◆ USING THE INFORMATION ◆
1. In the post on Black women textile artists, what is Sarah Bond's Instagram handle?
2. Quote the post on Black women textile artists between "One of her recent" and "States. Check them out.", inclusive.
3. Write what comes next in the post on Black women textile artists, picking up after its last sentence.

(Beginning of EXTRACTED TEXT)

Threads connect us

I have been sitting in discomfort, searching for  how to begin. Fear of making a mistake keeps me from acting, from speaking. Perhaps some of you reading this feel the same way. Are you a privileged white person, trying to figure out how best to speak up, how to be part of the solution? Are you getting a crash course in systemic racism and wondering what to do with all the emotion and information? We can give money to Black Lives Matter causes if we’re financially able. But something more is being asked from us right now. 

White silence is complicit, white silence is oppression. If you are white and you have a social media following, you have a responsibility to use that influence to draw attention to Black voices. I don’t have much of a following (but huge gratitude to those who DO follow me) and I am certainly no influencer. Nonetheless, I want to use some of my space today to draw attention to two incredible Black women textile artists: Sarah Bond and Bisa Butler.

From Modern Quilt Guild’s website

I’ve been following Philadelphian Sarah Bond on Instagram for a while, appreciating not only her beautiful quilts, but her frequent mention of herstory. A descendant of slaves, Bond is inspired by the quilts of her ForeMothers and by modern quilts, combining ideas from both into her bright geometric creations. I especially admire her scrappy diamonds.

Follow Sarah Bond on Instagram at @slbphilly Here is an image from her IG feed of one of those scrappy diamond quilts in delicious blues.

One of her recent projects is quilting together blocks created by young people at the Social Justice Sewing Academy (SJSA), an amazing organization that  “empowers youth to use textile art as a vehicle for personal transformation and community cohesion and become agents of social change.” Their hands-on workshops are held across the United States. Check them out.

(End of EXTRACTED TEXT)
(Beginning of DATASET)

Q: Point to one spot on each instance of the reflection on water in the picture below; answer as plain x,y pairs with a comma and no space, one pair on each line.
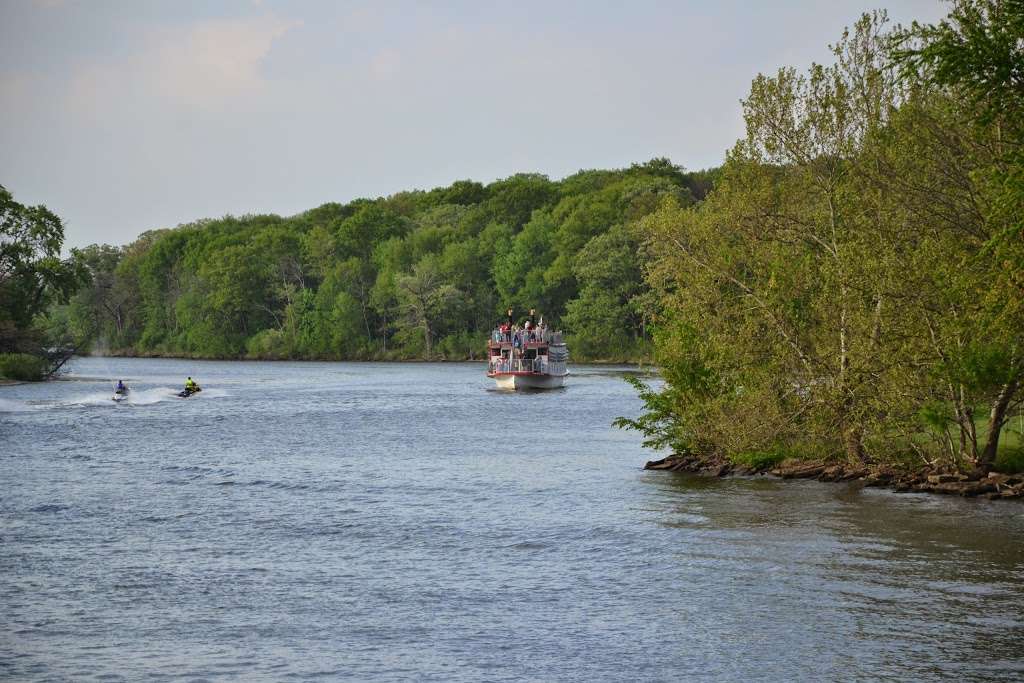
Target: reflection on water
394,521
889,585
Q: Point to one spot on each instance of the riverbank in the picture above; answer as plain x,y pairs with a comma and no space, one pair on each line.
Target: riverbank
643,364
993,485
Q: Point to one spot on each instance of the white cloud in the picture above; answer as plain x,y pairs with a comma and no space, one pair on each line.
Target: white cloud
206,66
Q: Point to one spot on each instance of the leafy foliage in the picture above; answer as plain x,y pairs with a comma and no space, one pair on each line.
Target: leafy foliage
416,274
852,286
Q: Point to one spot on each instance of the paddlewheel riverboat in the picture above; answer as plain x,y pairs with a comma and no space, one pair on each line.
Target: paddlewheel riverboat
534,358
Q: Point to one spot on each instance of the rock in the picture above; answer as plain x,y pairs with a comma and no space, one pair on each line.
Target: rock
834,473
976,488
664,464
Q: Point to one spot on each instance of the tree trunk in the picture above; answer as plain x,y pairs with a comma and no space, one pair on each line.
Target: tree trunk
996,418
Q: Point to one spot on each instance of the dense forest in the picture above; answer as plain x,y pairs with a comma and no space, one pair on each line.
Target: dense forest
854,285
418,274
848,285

(End of DATASET)
(Beginning of DATASET)

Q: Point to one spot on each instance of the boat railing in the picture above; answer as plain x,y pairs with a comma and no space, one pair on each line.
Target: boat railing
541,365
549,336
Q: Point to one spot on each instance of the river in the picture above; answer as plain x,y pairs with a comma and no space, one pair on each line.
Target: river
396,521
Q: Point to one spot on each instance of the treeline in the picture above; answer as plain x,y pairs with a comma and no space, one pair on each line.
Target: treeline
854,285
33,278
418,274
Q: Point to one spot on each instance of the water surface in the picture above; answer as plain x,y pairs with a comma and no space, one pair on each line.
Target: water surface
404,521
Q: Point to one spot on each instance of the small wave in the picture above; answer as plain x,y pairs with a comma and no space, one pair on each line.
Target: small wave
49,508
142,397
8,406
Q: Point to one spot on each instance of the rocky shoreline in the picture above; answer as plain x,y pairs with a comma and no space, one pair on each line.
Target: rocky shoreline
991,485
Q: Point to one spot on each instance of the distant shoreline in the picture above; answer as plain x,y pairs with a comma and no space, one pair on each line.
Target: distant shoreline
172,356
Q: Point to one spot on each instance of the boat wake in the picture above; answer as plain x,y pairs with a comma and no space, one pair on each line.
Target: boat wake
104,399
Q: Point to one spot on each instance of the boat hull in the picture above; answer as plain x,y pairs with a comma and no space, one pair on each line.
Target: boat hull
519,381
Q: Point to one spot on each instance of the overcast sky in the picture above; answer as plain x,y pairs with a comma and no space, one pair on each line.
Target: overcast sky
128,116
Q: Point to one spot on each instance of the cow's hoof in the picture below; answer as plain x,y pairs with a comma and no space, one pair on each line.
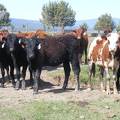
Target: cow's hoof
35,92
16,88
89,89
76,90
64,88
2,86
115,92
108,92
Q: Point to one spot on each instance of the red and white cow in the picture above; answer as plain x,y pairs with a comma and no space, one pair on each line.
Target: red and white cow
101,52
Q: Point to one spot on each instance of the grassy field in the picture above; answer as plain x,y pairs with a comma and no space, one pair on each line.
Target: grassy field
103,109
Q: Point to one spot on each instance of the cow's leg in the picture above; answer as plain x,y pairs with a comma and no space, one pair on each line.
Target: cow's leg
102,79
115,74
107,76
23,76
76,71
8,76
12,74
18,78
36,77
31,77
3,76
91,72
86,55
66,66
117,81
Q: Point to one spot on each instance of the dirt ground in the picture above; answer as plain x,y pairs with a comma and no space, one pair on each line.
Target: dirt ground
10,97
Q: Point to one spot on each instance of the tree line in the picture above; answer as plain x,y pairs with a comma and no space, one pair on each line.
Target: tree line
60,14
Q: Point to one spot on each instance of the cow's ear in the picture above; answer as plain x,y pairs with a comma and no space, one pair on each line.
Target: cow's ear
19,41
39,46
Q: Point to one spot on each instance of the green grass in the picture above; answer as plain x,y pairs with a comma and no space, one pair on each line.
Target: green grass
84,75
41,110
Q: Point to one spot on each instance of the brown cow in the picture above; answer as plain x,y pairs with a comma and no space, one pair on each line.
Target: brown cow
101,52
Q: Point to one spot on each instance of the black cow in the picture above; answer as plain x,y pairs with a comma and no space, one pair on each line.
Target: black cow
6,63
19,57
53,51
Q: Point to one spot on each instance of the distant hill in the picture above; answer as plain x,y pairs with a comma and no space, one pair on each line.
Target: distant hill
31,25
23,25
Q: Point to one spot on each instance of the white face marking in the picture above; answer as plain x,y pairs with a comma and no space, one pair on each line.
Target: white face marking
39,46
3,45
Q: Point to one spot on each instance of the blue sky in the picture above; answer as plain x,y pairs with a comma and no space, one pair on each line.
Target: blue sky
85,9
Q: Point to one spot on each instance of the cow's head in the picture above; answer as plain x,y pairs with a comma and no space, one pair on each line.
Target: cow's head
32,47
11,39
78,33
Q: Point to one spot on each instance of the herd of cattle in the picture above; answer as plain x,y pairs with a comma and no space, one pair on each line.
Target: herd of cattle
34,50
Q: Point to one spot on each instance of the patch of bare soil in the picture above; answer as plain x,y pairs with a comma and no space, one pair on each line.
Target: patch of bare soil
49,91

(End of DATASET)

◆ RESPONSES BY ITEM NUMBER ◆
1. @slbphilly

2.
One of her recent projects is quilting together blocks created by young people at the Social Justice Sewing Academy (SJSA), an amazing organization that  “empowers youth to use textile art as a vehicle for personal transformation and community cohesion and become agents of social change.” Their hands-on workshops are held across the United States. Check them out.

3.
Fibre artist Bisa Butler’s vibrant portraiture needs no introduction to people in the textile arts scene, but until recently, I was oblivious to her work. Her bright Kool-Aid colours and realistic fabric portraits are legendary. As an art student at Howard University, Butler was influenced by Romare Bearden’s collage and the AfriCOBRA collective (one of the inspirations for the Black Arts Movement). As a young mother, she learned how to quilt and developed, through these combined influences, her unique fibre art style. Her work celebrates African American identity, history, and culture through intense fibre portraits. Sometimes she uses pieces of clothing from her family history in her work. This short film, Quilting for the Culture, will introduce you to the woman, her work, and her aesthetic: 

on Facebook: https://www.facebook.com/bisa.butler

I’m in awe of the skill and talent of these two women. I aim to continue learning more about Black artists, especially Black women artists and Black textile artists. 

My creative space

As I prepare to return to work in two weeks, I’ve been cleaning up my creative space and reviewing the last six months of sewing. It’s been a productive time as the pandemic kept me close to home, close to my sewing machine. I find sewing brings joy and soothes grief—and I need that right now as our world is shaken by Covid-19, police brutality, and racism.

In January, I finished Four Seasons, a scrap quilt. After that, I sewed purses, potholders, and face masks galore and gave them all away. I also sewed my first garment, the “Courage Cape,” out of a $5 thrift store blanket. I made a couple of banners: “Thank You” to our health care workers, which hangs in our front window and “Black Lives Matter,” which hangs on our front door. 

I finally completed Eight Worldly Winds, the first piece I’ve made that I dare to call “fibre art.” A series of eight triangular pennants arranged in a mandala feature a stag as protagonist and illustrate the eight worldly winds from Buddhist teachings. These consist of four opposing pairs of pleasures vs. discomforts: happiness/ suffering; praise/ blame; fame/ disrepute; and gain/ loss. Pema Chodron has a gift of making this teaching relevant to our lives:  

“We try to hold on to fleeting pleasures and avoid discomfort in a world where everything is always changing. Our attachment to them is very strong, very visceral at either extreme. But at some point it might hit us that there’s more to liberation than trying to avoid discomfort, more to lasting happiness than pursuing temporary pleasures, temporary relief.” 

Living Beautifully with Uncertainty and Change, 54-55

I am offering Four Seasons (approximately 38″ X 45″ quilt) and Eight Worldly Winds (35″ circular wall hanging) for a suggested donation of $250 each.  All money raised will be donated to Black Lives Matter Vancouver (and I’ll post the receipt for funds donated here on the blog). Free shipping (my donation) in North America. If you are interested, please send me an email: maddyruthwalker@gmail.com

Love, Madeline

Do animals experience samsara?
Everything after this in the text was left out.